■ Point labeling data based on photos ■
======

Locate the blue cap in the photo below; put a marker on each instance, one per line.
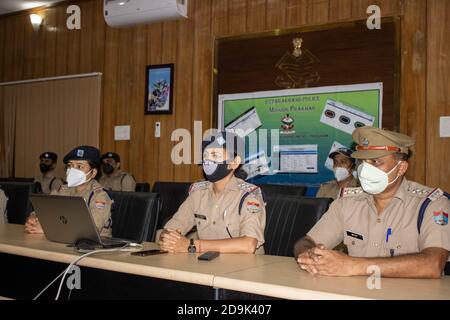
(87, 153)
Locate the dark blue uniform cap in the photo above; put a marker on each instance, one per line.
(87, 153)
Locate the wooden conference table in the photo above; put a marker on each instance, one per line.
(30, 262)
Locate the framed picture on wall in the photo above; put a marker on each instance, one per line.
(159, 88)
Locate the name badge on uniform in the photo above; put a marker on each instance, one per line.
(355, 235)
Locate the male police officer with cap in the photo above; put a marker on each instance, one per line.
(114, 178)
(3, 202)
(82, 168)
(343, 168)
(381, 222)
(48, 179)
(229, 213)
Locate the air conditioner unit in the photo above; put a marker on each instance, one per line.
(121, 13)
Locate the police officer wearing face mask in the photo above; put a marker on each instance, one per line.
(229, 213)
(399, 226)
(82, 168)
(113, 178)
(344, 169)
(48, 179)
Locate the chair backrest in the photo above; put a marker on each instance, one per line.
(134, 215)
(274, 189)
(142, 187)
(172, 195)
(288, 219)
(18, 194)
(11, 179)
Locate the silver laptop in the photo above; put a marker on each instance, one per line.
(68, 220)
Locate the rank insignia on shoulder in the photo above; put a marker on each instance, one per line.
(352, 191)
(248, 187)
(99, 204)
(253, 206)
(440, 217)
(198, 186)
(435, 194)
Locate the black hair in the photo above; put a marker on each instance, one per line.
(95, 165)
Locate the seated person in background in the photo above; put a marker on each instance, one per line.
(48, 180)
(3, 202)
(379, 222)
(343, 168)
(82, 168)
(113, 178)
(229, 213)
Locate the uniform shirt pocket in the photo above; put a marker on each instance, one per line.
(356, 244)
(397, 245)
(201, 221)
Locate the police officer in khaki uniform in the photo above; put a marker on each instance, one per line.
(114, 178)
(399, 226)
(82, 168)
(229, 213)
(48, 179)
(343, 168)
(3, 202)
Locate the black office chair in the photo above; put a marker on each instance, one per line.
(288, 219)
(172, 195)
(19, 205)
(142, 187)
(134, 215)
(274, 189)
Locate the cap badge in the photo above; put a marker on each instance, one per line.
(365, 142)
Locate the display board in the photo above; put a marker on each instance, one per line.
(290, 133)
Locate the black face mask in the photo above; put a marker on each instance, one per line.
(215, 171)
(107, 168)
(44, 167)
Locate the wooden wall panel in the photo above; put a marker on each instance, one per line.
(121, 55)
(438, 95)
(151, 144)
(413, 83)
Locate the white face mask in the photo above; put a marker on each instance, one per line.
(76, 177)
(341, 173)
(374, 180)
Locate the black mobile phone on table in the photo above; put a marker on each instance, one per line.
(145, 253)
(208, 256)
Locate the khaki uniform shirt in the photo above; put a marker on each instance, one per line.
(118, 181)
(332, 190)
(49, 182)
(3, 202)
(354, 219)
(98, 201)
(218, 217)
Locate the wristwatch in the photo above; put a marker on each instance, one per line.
(192, 248)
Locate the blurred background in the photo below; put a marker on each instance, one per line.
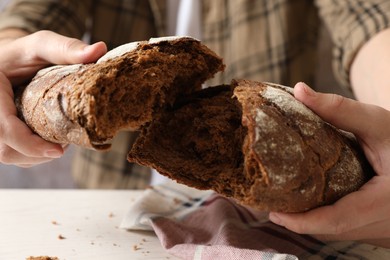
(56, 174)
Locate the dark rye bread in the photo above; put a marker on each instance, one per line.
(256, 143)
(87, 104)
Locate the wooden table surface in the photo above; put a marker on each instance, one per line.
(72, 224)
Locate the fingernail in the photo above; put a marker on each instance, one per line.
(87, 48)
(308, 90)
(273, 217)
(53, 154)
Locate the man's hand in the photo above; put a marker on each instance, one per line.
(20, 59)
(365, 214)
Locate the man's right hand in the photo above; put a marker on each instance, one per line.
(20, 60)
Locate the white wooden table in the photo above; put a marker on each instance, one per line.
(72, 224)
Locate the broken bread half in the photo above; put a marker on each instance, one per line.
(87, 104)
(256, 143)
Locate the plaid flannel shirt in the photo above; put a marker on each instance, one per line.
(265, 40)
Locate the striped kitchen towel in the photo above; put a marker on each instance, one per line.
(193, 224)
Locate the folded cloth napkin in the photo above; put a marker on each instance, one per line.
(193, 224)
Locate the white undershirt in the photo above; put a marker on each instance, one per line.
(183, 19)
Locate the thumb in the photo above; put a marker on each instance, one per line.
(53, 48)
(361, 119)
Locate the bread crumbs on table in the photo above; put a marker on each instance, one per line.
(42, 258)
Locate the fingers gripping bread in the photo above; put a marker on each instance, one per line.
(87, 104)
(256, 143)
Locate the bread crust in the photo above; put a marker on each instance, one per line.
(291, 160)
(87, 104)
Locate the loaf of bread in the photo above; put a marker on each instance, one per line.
(87, 104)
(256, 143)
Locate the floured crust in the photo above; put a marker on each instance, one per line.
(256, 143)
(295, 152)
(87, 104)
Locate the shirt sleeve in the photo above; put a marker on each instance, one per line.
(352, 23)
(66, 17)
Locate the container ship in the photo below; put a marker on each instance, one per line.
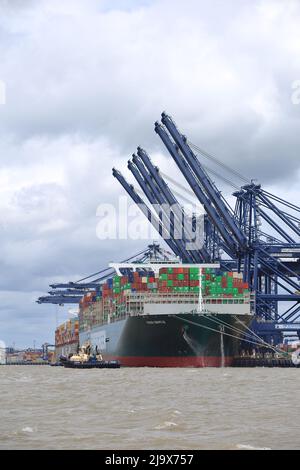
(67, 338)
(167, 316)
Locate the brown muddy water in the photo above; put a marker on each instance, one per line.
(149, 408)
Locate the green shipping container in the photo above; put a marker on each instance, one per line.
(194, 271)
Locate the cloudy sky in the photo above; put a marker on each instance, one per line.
(85, 80)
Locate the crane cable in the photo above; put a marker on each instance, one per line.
(228, 334)
(218, 162)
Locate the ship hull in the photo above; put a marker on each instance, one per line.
(184, 340)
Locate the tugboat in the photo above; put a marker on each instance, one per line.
(84, 359)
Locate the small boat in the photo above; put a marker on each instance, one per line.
(85, 360)
(90, 364)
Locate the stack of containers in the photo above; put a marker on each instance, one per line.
(215, 284)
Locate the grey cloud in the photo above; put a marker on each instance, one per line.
(85, 83)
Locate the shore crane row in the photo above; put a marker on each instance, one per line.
(269, 259)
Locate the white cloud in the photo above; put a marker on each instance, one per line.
(85, 82)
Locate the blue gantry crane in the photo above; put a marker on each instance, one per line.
(72, 292)
(269, 259)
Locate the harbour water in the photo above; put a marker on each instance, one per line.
(149, 408)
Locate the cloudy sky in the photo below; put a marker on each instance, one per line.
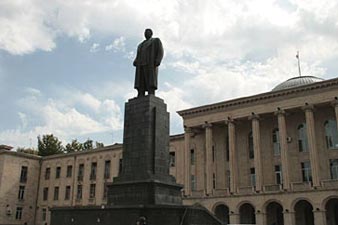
(66, 65)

======

Render every line of the data above as a Markdown table with the columns "Row" and "Line," numbering the rows and omitting blank lines. Exclude the pictures from the table.

■ Written solution ■
| Row | Line |
|---|---|
| 1 | Locate the blue cap in the photo below; put a marker on each instance, one per line. |
| 2 | (87, 153) |
| 3 | Locate the dark blue uniform cap in the photo above; put a marker on each instance, one per line. |
| 4 | (87, 153) |
| 5 | Locate the wooden conference table in the photo above; put a marker on each instance, one per line. |
| 6 | (30, 262) |
| 7 | Locate the framed picture on wall in the photo above; put a marker on each instance, one per line. |
| 8 | (159, 88) |
| 9 | Locate the name badge on uniform in the photo above; put a marker on each instance, one per line. |
| 10 | (355, 235) |
| 11 | Locate the male police officer with cap in the photo above; put a marker on each instance, one per line. |
| 12 | (114, 178) |
| 13 | (3, 202) |
| 14 | (82, 168) |
| 15 | (343, 168) |
| 16 | (381, 222) |
| 17 | (48, 179) |
| 18 | (229, 213) |
| 19 | Locate the air conditioner unit in the photo above; put a marker on each instance, one per line. |
| 20 | (121, 13) |
| 21 | Locate the police officer wearing face mask in the photo above; put a marker on each instance, one per line. |
| 22 | (229, 213) |
| 23 | (399, 226) |
| 24 | (82, 168) |
| 25 | (113, 178) |
| 26 | (344, 169) |
| 27 | (48, 179) |
| 28 | Locate the chair backrest in the photo above; put a marker on each instance, one per line. |
| 29 | (134, 215) |
| 30 | (274, 189) |
| 31 | (142, 187) |
| 32 | (172, 195) |
| 33 | (288, 219) |
| 34 | (18, 194) |
| 35 | (11, 179) |
| 36 | Locate the silver laptop in the photo above; put a marker on each instance, one per line. |
| 37 | (68, 220) |
| 38 | Locate the rank insignia on shoulder in the photo above; put a marker on each instance, one per line. |
| 39 | (352, 191) |
| 40 | (248, 187) |
| 41 | (99, 204) |
| 42 | (253, 206) |
| 43 | (440, 217) |
| 44 | (198, 186) |
| 45 | (435, 194) |
| 46 | Locate the black hair in the photo above; put a marker on each instance, one per line. |
| 47 | (95, 165) |
| 48 | Locate the seated person in background in the photo above; put a marker on each instance, one per line. |
| 49 | (48, 180) |
| 50 | (3, 202) |
| 51 | (379, 222) |
| 52 | (343, 168) |
| 53 | (82, 168) |
| 54 | (113, 178) |
| 55 | (229, 213) |
| 56 | Locate the uniform shirt pocket in the photo above; put a marker on each instance, one per line. |
| 57 | (356, 244) |
| 58 | (397, 245) |
| 59 | (201, 221) |
| 60 | Locate the police officer in khaki uniform in the photo above; put a marker on each instance, one per line. |
| 61 | (114, 178) |
| 62 | (399, 226) |
| 63 | (82, 168) |
| 64 | (229, 213) |
| 65 | (48, 179) |
| 66 | (343, 168) |
| 67 | (3, 202) |
| 68 | Locate the black office chair in the photo above; put a marker on each instance, one per line. |
| 69 | (288, 219) |
| 70 | (172, 195) |
| 71 | (19, 205) |
| 72 | (142, 187) |
| 73 | (134, 215) |
| 74 | (274, 189) |
| 75 | Locate the cap badge in the photo above; put a marker on each instance, one per line. |
| 76 | (365, 142) |
| 77 | Locate the display board in the photo above; put a marker on each instance, one per line. |
| 78 | (290, 133) |
| 79 | Locate the black face mask in the photo above; put a marker on each instance, one per line. |
| 80 | (215, 171) |
| 81 | (107, 168) |
| 82 | (44, 167) |
| 83 | Locate the wooden wall panel in the photo above; put a marker on each instance, one per line. |
| 84 | (121, 55) |
| 85 | (438, 95) |
| 86 | (151, 144) |
| 87 | (413, 83) |
| 88 | Locate the white face mask in the photo above; put a marker on each instance, one per line. |
| 89 | (76, 177) |
| 90 | (341, 173) |
| 91 | (374, 180) |
| 92 | Locate the black mobile phone on table in the photo above; put a marker on each instance, one per line. |
| 93 | (145, 253) |
| 94 | (208, 256) |
| 95 | Locate the khaki uniform shirt in the photo above; put a marker on each instance, one per line. |
| 96 | (118, 181) |
| 97 | (332, 190) |
| 98 | (49, 182) |
| 99 | (3, 202) |
| 100 | (354, 219) |
| 101 | (98, 201) |
| 102 | (218, 217) |
| 103 | Locate the wristwatch in the photo above; put a marker on each instance, one per line. |
| 104 | (192, 248) |
| 105 | Locate the blurred background in the photo below; put a marker on each instance, one per line. |
| 106 | (56, 174) |
| 107 | Locate the dark rye bread in the photo above; put a marker on each instance, one per line. |
| 108 | (256, 143) |
| 109 | (87, 104) |
| 110 | Locate the wooden table surface in the photo above; put a marker on each instance, one per line. |
| 111 | (72, 224) |
| 112 | Locate the fingernail in the photo above; put a marker on each instance, one per line. |
| 113 | (87, 48) |
| 114 | (308, 90) |
| 115 | (273, 217) |
| 116 | (53, 154) |
| 117 | Locate the man's hand in the photo above; put a marker on each instance, one per line. |
| 118 | (20, 59) |
| 119 | (365, 214) |
| 120 | Locate the man's right hand in the photo above; put a marker on each instance, one per line. |
| 121 | (20, 60) |
| 122 | Locate the white wooden table in the photo above; put a marker on each instance, one per line. |
| 123 | (72, 224) |
| 124 | Locate the broken bread half in the photo above; put a marker on each instance, one per line. |
| 125 | (87, 104) |
| 126 | (256, 143) |
| 127 | Locate the plaid flannel shirt in the photo above; put a marker on each instance, one per line. |
| 128 | (265, 40) |
| 129 | Locate the striped kitchen towel in the photo above; put a marker on each instance, one per line. |
| 130 | (193, 224) |
| 131 | Locate the folded cloth napkin in the photo above; put a marker on each instance, one per line. |
| 132 | (193, 224) |
| 133 | Locate the white undershirt in the photo above; put a marker on each instance, one per line. |
| 134 | (183, 19) |
| 135 | Locate the thumb in the photo above; put a marker on each instance, one per line. |
| 136 | (53, 48) |
| 137 | (361, 119) |
| 138 | Locate the bread crumbs on table in the photo above; put a marker on each instance, one per line. |
| 139 | (42, 258) |
| 140 | Locate the fingers gripping bread in the photo above; put a marker on each instance, one per line. |
| 141 | (87, 104) |
| 142 | (256, 143) |
| 143 | Locate the bread crust in the photo above; put a marker on each instance, one per line. |
| 144 | (291, 160) |
| 145 | (87, 104) |
| 146 | Locate the loaf of bread in the photo above; put a marker on each instance, one per line. |
| 147 | (87, 104) |
| 148 | (256, 143) |
| 149 | Locate the floured crust in the photo above; put a marker on each instance, one per line. |
| 150 | (256, 143) |
| 151 | (295, 152) |
| 152 | (87, 104) |
| 153 | Locate the shirt sleeve in the photo above; put a marker on each instance, one per line. |
| 154 | (352, 23) |
| 155 | (66, 17) |
| 156 | Locate the container ship in the photo below; put a marker on each instance, one per line. |
| 157 | (67, 338) |
| 158 | (167, 316) |
| 159 | Locate the brown muddy water in the photo above; put a marker on each instance, one per line. |
| 160 | (149, 408) |
| 161 | Locate the green shipping container in the photo above; put a marker on each instance, one per line. |
| 162 | (194, 271) |
| 163 | Locate the cloudy sky in the photo above; put a marker on each instance, one per line. |
| 164 | (85, 80) |
| 165 | Locate the crane cable in the photo above; put a marker on each instance, one per line. |
| 166 | (228, 334) |
| 167 | (218, 162) |
| 168 | Locate the ship hull in the photo above; put a marker on each instance, one per line. |
| 169 | (184, 340) |
| 170 | Locate the tugboat in the photo above; put a marker on each instance, one per line. |
| 171 | (84, 359) |
| 172 | Locate the small boat in the photo above; put a marker on each instance, one per line. |
| 173 | (85, 360) |
| 174 | (90, 364) |
| 175 | Locate the stack of containers in the photo above; put a marker on each instance, one per line. |
| 176 | (215, 284) |
| 177 | Locate the grey cloud in the photo above; put a marker on each instance, one per line. |
| 178 | (85, 83) |
| 179 | Locate the shore crane row in the photo above; put a marker on each instance, one per line. |
| 180 | (269, 259) |
| 181 | Locate the white cloud in the photo above; put a marker on each instance, one per line. |
| 182 | (85, 82) |
| 183 | Locate the blue gantry crane in the photo above; put a marker on each instance, one per line. |
| 184 | (72, 292) |
| 185 | (269, 259) |
| 186 | Locate the harbour water in the photo above; put a marker on each instance, one per line. |
| 187 | (149, 408) |
| 188 | Locate the cloudy sky in the photo below; put a marker on each instance, one per line. |
| 189 | (66, 65) |